Dietary Fiber

Also known as roughage or bulk, dietary fiber is the part of plant foods that our bodies find indigestible and nonabsorbable. While at face value this may sound like a negative, indigestible fibers actually play a key role in digestive health.

There are two types of dietary fiber; soluble and insoluble. Soluble fiber dissolves in water and can be helpful for lowering cholesterol and maintaining healthy blood sugar levels. It is also known for aiding with healthy weight loss by providing a feeling of fullness and alleviating hunger for longer.  Insoluble fiber on the other hand does not dissolve in water, instead absorbing it, creating bulk and helping move food along the digestive tract. This aids in preventing constipation and irregular bowel movements.3

Dietary fiber promotes a healthy gastrointestinal microbiome, enabling optimal absorption of nutrition and reducing inflammation and bloating.  A good balance of insoluble and soluble fibers provides an environment where gut bacteria is able to thrive and waste materials are able to pass in a healthy, efficient manner. This averts bacteria from feeding on intestinal mucus linings and reduces the fermentation of non-digested foods.1,2

Because of the nourishment dietary fibers provide the gut microbiome through fermentation, many are considered prebiotic; while not all dietary fibers are considered prebiotics, most prebiotics are classified as dietary fibers.1

  1. Holscher, H. D. (2017). Dietary fiber and prebiotics and the gastrointestinal microbiota. Gut Microbes, Vol. 8, No. 2, pp. 172-184.

# [Stored data entries]
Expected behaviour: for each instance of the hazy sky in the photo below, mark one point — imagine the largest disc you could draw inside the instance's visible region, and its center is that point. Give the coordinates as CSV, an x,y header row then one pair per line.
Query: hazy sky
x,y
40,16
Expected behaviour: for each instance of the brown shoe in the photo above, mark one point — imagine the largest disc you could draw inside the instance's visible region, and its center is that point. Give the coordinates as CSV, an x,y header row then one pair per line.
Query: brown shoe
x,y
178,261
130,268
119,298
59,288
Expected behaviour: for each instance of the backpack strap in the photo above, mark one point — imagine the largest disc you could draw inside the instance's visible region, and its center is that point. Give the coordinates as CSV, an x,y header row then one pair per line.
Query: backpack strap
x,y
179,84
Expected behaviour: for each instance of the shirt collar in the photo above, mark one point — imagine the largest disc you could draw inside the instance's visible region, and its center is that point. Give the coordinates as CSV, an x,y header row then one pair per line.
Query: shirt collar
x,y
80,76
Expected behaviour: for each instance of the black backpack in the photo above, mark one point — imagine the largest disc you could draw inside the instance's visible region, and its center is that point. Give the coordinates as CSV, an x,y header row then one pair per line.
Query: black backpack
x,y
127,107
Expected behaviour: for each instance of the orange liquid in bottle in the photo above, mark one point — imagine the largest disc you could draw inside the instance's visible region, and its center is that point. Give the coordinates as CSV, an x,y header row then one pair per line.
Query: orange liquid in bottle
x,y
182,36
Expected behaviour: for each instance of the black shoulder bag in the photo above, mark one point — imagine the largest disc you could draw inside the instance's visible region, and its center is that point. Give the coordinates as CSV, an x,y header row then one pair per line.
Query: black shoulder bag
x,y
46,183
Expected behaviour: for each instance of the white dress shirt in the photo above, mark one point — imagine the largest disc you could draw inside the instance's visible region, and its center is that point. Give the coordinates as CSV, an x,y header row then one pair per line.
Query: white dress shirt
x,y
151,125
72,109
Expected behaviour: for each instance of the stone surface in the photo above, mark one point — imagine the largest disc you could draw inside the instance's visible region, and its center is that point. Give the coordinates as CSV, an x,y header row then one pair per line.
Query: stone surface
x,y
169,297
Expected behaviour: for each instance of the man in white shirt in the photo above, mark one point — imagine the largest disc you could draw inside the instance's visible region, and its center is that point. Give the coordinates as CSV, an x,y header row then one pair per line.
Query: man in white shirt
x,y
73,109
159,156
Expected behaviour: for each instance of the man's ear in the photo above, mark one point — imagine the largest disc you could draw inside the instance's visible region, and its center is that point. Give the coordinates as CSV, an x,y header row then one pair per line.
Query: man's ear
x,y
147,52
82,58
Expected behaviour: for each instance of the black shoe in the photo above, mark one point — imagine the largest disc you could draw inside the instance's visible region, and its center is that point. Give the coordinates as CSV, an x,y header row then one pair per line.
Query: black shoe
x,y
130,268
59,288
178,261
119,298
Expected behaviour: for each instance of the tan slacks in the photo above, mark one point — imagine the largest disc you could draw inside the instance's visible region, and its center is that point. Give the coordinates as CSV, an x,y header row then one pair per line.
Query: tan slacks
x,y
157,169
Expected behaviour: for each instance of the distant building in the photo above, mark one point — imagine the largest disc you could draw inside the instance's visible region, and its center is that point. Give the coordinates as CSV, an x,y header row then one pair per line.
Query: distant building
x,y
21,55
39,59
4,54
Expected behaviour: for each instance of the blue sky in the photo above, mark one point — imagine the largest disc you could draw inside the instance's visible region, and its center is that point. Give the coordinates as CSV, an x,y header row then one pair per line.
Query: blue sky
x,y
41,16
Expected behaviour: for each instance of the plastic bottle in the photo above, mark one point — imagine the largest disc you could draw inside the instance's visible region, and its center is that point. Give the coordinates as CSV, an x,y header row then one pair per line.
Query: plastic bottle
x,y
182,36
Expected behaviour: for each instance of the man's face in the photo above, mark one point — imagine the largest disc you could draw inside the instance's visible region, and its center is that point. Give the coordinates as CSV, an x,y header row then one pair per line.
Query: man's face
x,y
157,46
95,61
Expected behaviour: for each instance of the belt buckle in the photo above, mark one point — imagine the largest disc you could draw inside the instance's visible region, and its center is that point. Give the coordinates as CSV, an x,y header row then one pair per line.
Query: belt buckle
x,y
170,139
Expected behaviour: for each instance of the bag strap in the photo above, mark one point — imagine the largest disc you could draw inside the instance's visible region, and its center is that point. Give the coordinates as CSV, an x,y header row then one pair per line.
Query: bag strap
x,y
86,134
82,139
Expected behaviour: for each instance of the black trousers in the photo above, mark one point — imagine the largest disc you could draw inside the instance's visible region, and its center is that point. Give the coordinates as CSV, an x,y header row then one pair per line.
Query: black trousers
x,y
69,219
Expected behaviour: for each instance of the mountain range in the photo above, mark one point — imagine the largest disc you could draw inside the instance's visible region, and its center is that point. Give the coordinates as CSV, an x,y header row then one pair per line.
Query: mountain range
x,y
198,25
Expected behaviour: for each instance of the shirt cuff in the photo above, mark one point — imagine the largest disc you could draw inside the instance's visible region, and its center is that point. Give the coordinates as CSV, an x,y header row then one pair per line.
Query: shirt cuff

# [USING THE INFORMATION]
1 > Answer these questions about the dietary fiber passage above:
(a) What two other names for dietary fiber does it give?
(b) What does insoluble fiber do with water instead of dissolving in it?
(c) Does it say that all dietary fibers are considered prebiotics?
2 > Write out word for word the part of the dietary fiber passage above that begins at the words "Dietary fiber promotes" and stops after "2, pp. 172-184.".

# [ANSWERS TO EACH TASK]
1 >
(a) Roughage and bulk.
(b) It absorbs the water.
(c) No. Not all dietary fibers are considered prebiotics, but most prebiotics are classified as dietary fibers.

2 >
Dietary fiber promotes a healthy gastrointestinal microbiome, enabling optimal absorption of nutrition and reducing inflammation and bloating.  A good balance of insoluble and soluble fibers provides an environment where gut bacteria is able to thrive and waste materials are able to pass in a healthy, efficient manner. This averts bacteria from feeding on intestinal mucus linings and reduces the fermentation of non-digested foods.1,2

Because of the nourishment dietary fibers provide the gut microbiome through fermentation, many are considered prebiotic; while not all dietary fibers are considered prebiotics, most prebiotics are classified as dietary fibers.1

  1. Holscher, H. D. (2017). Dietary fiber and prebiotics and the gastrointestinal microbiota. Gut Microbes, Vol. 8, No. 2, pp. 172-184.